Excerpted passage |

::::

I'm not sure what kind of corrupt madness is going on, but Marion County Clerk Beth White was fuming when the chairman of the Marion County Election Board, Mark Sullivan, and his Republican counterpart on the board, Patrick Dietrick, moved to remove the board's attorney, Andrew Mellon, and substitute him for two politically-connected law firms as the board's counsel defending a lawsuit brought by a losing Democratic state representative candidate, Zach Mulholland, at the board's meeting this week. You may recall the extraordinary action taken by the Marion County Election Board on the day of this year's May primary to prevent the nonslated candidate's campaign from handing out campaign fliers outside voting precincts. On the morning of this May's primary, Marion County Democratic Chairman Ed Treacy lodged a complaint that Mulholland's campaign was violating an obscure anti-slating law with the campaign fliers he was distributing on election day, a law that an Indianapolis federal court had declared unconstitutional in 2003. The board met in an emergency meeting and voted to enforce the unconstitutional law against Mulholland, at which point authorized personnel were dispatched to seize Mulholland's campaign literature in a scene straight out of Nazi Germany.

::::

Given exercise 1 | Check statements (a), (b) and (c) against the election board text and answer yes or no for each, quoting the words of the text that decide it. (a) An Indianapolis federal court had declared the anti-slating law unconstitutional in 2003. (b) Beth White moved to remove the board's attorney. (c) Ed Treacy lodged the complaint about the campaign fliers.

::::

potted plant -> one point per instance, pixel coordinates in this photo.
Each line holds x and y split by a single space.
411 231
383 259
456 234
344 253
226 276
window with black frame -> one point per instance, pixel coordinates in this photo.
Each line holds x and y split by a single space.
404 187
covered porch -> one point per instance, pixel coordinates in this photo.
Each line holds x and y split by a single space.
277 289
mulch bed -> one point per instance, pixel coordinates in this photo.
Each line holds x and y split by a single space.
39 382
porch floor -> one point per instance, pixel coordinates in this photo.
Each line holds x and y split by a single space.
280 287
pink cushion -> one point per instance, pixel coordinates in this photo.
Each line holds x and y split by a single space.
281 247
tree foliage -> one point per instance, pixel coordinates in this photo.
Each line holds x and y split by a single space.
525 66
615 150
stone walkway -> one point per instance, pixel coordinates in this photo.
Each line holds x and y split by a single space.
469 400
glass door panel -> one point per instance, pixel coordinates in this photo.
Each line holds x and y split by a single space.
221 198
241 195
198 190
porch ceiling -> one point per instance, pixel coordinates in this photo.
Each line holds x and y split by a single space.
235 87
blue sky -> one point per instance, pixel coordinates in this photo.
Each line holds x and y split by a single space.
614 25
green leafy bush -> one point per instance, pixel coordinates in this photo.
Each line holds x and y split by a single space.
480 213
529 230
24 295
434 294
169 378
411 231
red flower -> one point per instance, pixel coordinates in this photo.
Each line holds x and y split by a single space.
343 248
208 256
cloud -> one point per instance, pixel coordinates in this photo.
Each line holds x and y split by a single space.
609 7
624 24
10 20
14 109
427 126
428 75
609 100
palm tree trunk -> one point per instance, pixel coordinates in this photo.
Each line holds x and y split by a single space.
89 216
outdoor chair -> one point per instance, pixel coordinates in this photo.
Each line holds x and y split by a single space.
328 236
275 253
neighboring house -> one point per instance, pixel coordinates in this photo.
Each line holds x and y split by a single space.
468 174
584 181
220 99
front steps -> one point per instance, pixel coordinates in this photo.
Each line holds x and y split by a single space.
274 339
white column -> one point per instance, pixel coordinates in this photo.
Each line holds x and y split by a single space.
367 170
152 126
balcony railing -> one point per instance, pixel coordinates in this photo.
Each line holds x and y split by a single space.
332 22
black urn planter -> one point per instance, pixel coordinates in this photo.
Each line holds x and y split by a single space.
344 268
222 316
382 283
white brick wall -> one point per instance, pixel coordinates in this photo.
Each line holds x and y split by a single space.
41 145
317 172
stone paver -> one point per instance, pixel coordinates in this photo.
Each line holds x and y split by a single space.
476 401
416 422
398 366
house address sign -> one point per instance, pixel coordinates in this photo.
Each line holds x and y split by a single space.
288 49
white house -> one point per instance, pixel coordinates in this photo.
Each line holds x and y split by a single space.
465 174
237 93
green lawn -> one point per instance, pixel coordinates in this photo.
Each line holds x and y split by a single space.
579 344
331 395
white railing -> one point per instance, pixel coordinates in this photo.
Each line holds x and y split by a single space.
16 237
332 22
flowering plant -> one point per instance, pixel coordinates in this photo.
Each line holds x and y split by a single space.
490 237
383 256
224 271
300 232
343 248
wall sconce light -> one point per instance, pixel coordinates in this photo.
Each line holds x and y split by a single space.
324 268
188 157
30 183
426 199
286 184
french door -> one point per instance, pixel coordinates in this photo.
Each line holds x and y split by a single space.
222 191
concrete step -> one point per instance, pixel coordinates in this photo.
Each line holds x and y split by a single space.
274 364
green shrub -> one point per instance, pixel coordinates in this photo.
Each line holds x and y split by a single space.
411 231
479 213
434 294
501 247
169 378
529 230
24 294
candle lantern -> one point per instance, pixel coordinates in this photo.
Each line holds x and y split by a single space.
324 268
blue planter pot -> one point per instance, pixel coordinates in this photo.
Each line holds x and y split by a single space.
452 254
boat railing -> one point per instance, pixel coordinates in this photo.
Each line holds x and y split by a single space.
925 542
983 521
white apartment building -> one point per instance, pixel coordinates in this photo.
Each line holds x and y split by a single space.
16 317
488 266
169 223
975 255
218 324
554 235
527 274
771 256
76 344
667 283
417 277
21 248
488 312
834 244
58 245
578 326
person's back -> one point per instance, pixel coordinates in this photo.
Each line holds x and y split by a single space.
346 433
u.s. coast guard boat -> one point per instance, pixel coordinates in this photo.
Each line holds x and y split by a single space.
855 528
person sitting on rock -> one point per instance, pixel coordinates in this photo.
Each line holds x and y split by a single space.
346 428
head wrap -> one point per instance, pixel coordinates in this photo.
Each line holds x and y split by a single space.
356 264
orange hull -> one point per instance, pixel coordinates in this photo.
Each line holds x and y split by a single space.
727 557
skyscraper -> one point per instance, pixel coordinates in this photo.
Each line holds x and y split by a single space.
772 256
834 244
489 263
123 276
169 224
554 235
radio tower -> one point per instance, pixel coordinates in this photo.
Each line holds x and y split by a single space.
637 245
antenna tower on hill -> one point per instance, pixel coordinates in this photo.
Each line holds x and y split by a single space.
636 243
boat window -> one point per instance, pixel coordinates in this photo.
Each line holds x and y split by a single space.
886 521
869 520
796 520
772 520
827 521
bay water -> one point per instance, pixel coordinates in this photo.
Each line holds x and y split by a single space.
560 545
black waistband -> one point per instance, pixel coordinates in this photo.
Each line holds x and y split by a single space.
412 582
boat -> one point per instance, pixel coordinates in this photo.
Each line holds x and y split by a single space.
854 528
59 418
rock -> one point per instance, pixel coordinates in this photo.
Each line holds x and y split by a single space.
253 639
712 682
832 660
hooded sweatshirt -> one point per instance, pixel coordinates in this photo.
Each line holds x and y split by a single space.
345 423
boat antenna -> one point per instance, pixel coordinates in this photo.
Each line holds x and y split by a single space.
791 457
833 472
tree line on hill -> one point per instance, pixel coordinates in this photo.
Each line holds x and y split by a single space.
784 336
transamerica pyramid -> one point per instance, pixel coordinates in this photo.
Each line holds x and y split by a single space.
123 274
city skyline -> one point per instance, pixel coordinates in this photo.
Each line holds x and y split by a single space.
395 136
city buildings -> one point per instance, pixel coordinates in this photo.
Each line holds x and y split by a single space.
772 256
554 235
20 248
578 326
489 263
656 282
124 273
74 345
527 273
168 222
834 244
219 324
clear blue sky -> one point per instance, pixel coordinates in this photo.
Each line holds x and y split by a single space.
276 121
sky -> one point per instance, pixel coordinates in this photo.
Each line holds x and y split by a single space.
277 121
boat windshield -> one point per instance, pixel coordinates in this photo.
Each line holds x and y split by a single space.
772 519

::::

Given exercise 2 | Identify each line of the records that contains the string "planter", and copy every one of those lines.

Exercise result 1 |
(a) Yes: "a law that an Indianapolis federal court had declared unconstitutional in 2003"
(b) No: "the chairman of the Marion County Election Board, Mark Sullivan, and his Republican counterpart on the board, Patrick Dietrick, moved to remove the board's attorney"
(c) Yes: "Marion County Democratic Chairman Ed Treacy lodged a complaint"

Exercise result 2 |
black urn planter -> one point per instance, pixel coordinates in this photo.
blue planter pot -> one point per instance, pixel coordinates in this photo.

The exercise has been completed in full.